Task requirements = Could you please output only the lines from the one holding "Check that every instance of the floating debris" through the end of the listing below, exactly as written and without pictures?

Data for this exercise =
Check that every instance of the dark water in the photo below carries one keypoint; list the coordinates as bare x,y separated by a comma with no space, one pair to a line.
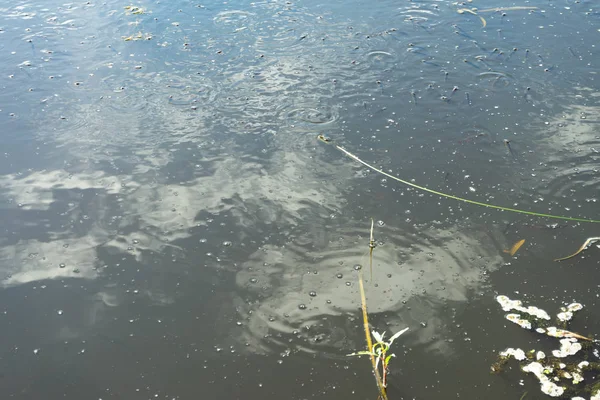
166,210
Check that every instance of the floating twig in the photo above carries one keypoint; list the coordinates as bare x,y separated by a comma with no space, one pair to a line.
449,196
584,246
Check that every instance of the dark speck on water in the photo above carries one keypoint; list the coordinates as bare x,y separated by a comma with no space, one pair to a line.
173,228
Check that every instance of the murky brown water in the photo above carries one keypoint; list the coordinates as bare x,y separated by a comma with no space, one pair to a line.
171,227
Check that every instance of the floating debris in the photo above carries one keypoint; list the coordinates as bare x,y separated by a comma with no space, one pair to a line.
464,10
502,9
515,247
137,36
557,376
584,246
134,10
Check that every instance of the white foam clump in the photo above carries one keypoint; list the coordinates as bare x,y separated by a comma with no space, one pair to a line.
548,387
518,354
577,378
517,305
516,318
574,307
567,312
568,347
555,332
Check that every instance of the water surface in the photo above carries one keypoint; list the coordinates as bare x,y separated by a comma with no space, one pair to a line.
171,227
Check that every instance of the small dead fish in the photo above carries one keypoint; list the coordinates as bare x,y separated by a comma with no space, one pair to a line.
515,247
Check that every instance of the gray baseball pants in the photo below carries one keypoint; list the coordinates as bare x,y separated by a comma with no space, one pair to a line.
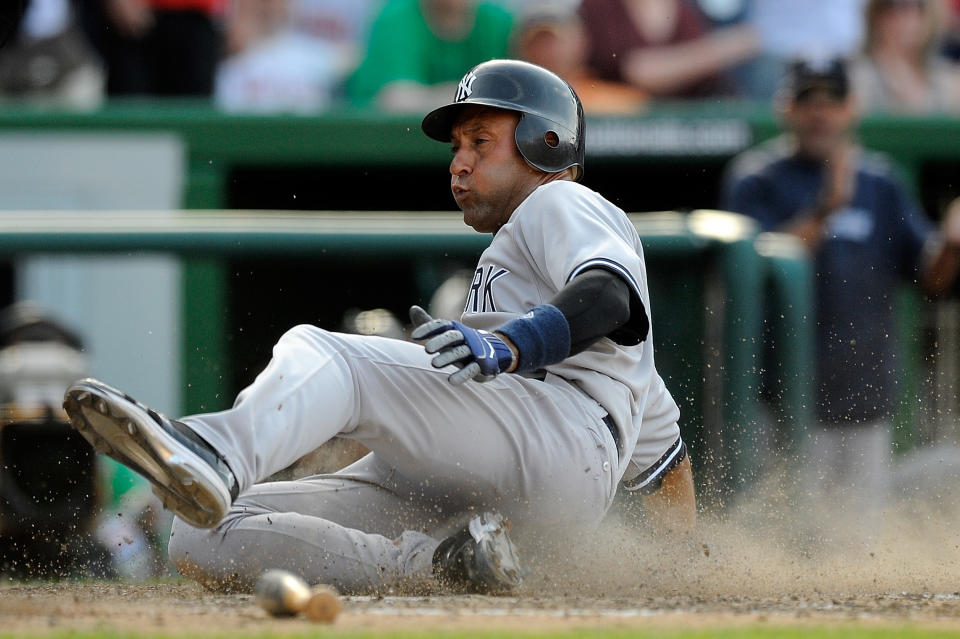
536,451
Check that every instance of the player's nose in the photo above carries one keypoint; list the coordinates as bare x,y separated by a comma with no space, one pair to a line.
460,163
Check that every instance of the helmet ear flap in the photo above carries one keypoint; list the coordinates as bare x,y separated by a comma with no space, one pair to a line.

Response to this task =
Check that every instance of the floating debris in the photo above carries one keypoint; list the coordinates as bare x,y separated by a comma with no space, one pair to a line.
464,10
502,9
515,247
137,36
557,376
584,246
134,10
Check that every instance of the white foam clump in the photo above carries one keypoint; list the coordinates as bare x,y separated by a comma with no space, one pair to a line.
548,387
518,354
577,378
517,305
516,318
574,307
567,312
568,347
555,332
Check that every instance of the water surface in the photo above carries one keypoint; list the coordinates as bare x,y separated by a comma with no space, one pair to a line.
171,227
Check that every instance of the small dead fish in the photo above carries one keypoint; list the coordinates as bare x,y separated by a comma with no space, one pair to a line.
515,247
Check that every instance of the gray baseball pants in the photo below carries one keypoint; list the coordinates as bare x,y separated by a comma with no space, one pair to a line.
536,451
Check that every instance of the player's nose in the photo above carries one keypoint; list the coordinates as bare x,y separated by a comma with no space, one pair to a line.
460,163
Check that every instance of the helmet ear flap in the photo above carries one keypoint; list the coordinates as bare x,y separated by a comma with no space, one pair to a line.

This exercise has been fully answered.